▸ **本文**
(社説)年齢の高低と実際の能力(5-29-4-1)

2018年05月29日付 The Voice 紙
辞任してしまった計画・財務大臣ウー・チョーウィン氏のポストの後任として大統領が議会に推薦したウー・ソーウィン氏は80歳であるため、大統領に議会が賛成し承認すれば、現在のミャンマー政府内閣の平均年齢が世界最高になりそうである。世界のさまざまな国、特に発展途上国の多くを見ると、政府の平均年齢が55歳前後に達しないものが見られる。急速に変化する現代世界のスピードに追いつくため、決定を正確かつ迅速に下せる行動力のある政府にするため、優れた鋭い若手や中堅を登用したという意味だろう。
多くの国に後塵を拝するミャンマーの場合、閣僚である大臣・副大臣たちの任命を考えるとき、学歴と経験を優先して選んだため、平均年齢が65歳以上になっていると思われる。
その他、政党とリーダーたちに対して忠実な人のみが必要とされており、政府を主導するドー・アウンサンスーチー氏自身が73歳という年齢であること、現在の閣僚たちの任命に中心的影響力を持つ人物として名を馳せる与党外の各顧問たちの年齢が70歳近いことも、政府の高齢化に拍車をかけた根本原因であろう。
大臣は、憲法によれば、大統領が連邦議会に提出した候補者名簿を議会の同意を得て任命されるもので、政府の代表である大統領が議会に責任を持つため、国民が直接選び任命したのではないものの間接的に任命したということができる。
つまり、国民を直接代表する議会は、省庁を統括する人物を大統領から名簿が提出されると、国民に代わり、その人物を同意、拒否する権限があるのだから、逆に議会が同意し任命した大臣のバックグラウンドの良し悪しに関しても責任があることになる。

▸ **提供データ**
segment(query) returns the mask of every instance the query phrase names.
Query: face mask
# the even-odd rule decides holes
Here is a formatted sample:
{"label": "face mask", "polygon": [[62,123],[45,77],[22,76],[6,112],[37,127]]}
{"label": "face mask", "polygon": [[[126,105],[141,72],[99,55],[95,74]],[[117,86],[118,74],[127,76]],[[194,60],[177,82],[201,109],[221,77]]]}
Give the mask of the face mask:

---

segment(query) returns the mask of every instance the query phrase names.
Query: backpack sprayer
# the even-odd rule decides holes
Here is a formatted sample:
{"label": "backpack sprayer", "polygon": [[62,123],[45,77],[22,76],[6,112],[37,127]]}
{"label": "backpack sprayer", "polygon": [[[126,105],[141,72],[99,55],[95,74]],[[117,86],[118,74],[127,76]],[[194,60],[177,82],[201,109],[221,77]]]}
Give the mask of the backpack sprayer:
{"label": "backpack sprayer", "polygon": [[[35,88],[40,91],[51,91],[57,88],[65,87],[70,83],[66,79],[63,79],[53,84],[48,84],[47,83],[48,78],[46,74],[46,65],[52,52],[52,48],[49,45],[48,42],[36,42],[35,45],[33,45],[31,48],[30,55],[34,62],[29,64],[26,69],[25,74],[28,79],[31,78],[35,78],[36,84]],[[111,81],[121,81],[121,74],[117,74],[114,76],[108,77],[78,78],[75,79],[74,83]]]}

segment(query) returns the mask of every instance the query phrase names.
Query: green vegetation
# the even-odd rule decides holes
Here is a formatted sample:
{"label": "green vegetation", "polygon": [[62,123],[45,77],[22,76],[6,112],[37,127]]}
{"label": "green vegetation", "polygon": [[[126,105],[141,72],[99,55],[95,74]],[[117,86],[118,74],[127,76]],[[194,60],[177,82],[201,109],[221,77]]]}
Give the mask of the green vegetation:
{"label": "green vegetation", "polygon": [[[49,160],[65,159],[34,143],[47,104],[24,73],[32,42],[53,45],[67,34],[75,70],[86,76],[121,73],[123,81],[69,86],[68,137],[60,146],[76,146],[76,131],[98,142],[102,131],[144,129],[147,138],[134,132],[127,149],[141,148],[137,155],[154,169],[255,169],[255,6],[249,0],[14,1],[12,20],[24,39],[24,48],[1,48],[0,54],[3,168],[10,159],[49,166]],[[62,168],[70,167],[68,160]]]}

▸ **課題**
年齢と能力についての社説を、見出しから最後の段落まで一字も変えずに書き写してもらえますか。

▸ **回答**
(社説)年齢の高低と実際の能力(5-29-4-1)

2018年05月29日付 The Voice 紙
辞任してしまった計画・財務大臣ウー・チョーウィン氏のポストの後任として大統領が議会に推薦したウー・ソーウィン氏は80歳であるため、大統領に議会が賛成し承認すれば、現在のミャンマー政府内閣の平均年齢が世界最高になりそうである。世界のさまざまな国、特に発展途上国の多くを見ると、政府の平均年齢が55歳前後に達しないものが見られる。急速に変化する現代世界のスピードに追いつくため、決定を正確かつ迅速に下せる行動力のある政府にするため、優れた鋭い若手や中堅を登用したという意味だろう。
多くの国に後塵を拝するミャンマーの場合、閣僚である大臣・副大臣たちの任命を考えるとき、学歴と経験を優先して選んだため、平均年齢が65歳以上になっていると思われる。
その他、政党とリーダーたちに対して忠実な人のみが必要とされており、政府を主導するドー・アウンサンスーチー氏自身が73歳という年齢であること、現在の閣僚たちの任命に中心的影響力を持つ人物として名を馳せる与党外の各顧問たちの年齢が70歳近いことも、政府の高齢化に拍車をかけた根本原因であろう。
大臣は、憲法によれば、大統領が連邦議会に提出した候補者名簿を議会の同意を得て任命されるもので、政府の代表である大統領が議会に責任を持つため、国民が直接選び任命したのではないものの間接的に任命したということができる。
つまり、国民を直接代表する議会は、省庁を統括する人物を大統領から名簿が提出されると、国民に代わり、その人物を同意、拒否する権限があるのだから、逆に議会が同意し任命した大臣のバックグラウンドの良し悪しに関しても責任があることになる。